Data section:
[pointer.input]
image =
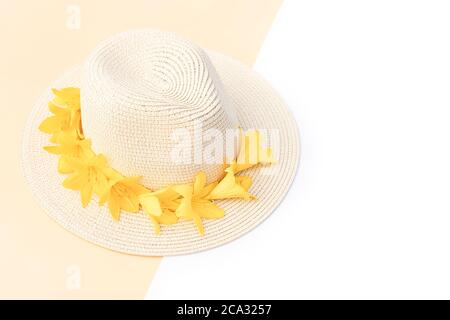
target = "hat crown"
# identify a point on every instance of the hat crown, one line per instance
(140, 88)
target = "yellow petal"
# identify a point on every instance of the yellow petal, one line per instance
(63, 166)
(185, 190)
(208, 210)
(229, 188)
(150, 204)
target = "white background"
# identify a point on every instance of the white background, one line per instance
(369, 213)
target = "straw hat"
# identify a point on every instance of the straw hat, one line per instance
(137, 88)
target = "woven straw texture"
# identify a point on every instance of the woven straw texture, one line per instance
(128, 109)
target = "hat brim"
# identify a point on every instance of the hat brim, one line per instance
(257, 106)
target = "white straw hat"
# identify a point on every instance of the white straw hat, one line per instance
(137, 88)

==

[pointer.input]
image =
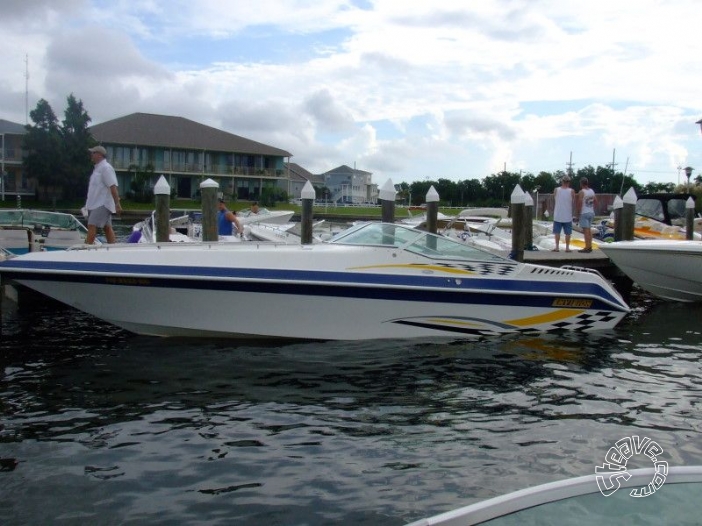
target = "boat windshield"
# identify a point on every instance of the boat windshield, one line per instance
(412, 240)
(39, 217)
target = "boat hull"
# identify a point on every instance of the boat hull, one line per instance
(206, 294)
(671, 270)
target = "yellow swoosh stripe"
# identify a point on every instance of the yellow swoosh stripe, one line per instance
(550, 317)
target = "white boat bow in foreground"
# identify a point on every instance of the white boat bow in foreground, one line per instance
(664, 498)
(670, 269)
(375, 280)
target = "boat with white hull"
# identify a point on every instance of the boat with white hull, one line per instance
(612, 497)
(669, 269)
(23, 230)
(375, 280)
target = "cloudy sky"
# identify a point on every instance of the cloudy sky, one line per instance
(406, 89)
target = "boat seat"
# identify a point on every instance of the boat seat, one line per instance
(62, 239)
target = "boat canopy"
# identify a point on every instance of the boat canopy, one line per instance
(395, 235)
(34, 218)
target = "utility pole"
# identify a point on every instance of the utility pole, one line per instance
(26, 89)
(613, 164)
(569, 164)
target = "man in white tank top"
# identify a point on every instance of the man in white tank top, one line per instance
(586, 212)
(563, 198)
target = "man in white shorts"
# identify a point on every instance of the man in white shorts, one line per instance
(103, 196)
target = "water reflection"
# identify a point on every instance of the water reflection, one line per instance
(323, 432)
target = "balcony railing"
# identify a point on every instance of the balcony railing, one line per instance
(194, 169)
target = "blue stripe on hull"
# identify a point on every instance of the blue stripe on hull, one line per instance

* * *

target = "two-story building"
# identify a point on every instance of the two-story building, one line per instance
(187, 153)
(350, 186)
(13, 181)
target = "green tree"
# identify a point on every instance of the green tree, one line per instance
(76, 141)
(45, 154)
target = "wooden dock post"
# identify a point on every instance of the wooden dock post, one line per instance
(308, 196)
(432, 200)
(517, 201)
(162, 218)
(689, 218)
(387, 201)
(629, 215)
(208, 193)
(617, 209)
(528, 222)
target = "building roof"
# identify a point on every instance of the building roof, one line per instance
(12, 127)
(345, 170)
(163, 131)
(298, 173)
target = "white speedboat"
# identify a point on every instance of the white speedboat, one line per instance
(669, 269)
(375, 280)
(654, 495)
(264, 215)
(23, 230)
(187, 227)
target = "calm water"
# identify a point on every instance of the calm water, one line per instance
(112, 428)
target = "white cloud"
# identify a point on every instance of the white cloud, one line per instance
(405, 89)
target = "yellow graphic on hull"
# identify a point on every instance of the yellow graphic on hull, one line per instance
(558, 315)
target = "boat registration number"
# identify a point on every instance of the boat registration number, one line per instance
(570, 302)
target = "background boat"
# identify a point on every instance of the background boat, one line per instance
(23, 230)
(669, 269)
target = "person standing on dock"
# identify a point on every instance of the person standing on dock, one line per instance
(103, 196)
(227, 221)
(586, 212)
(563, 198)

Work required: Count the lines above that contain the string "utility" and reply with the number only.

The reply: 2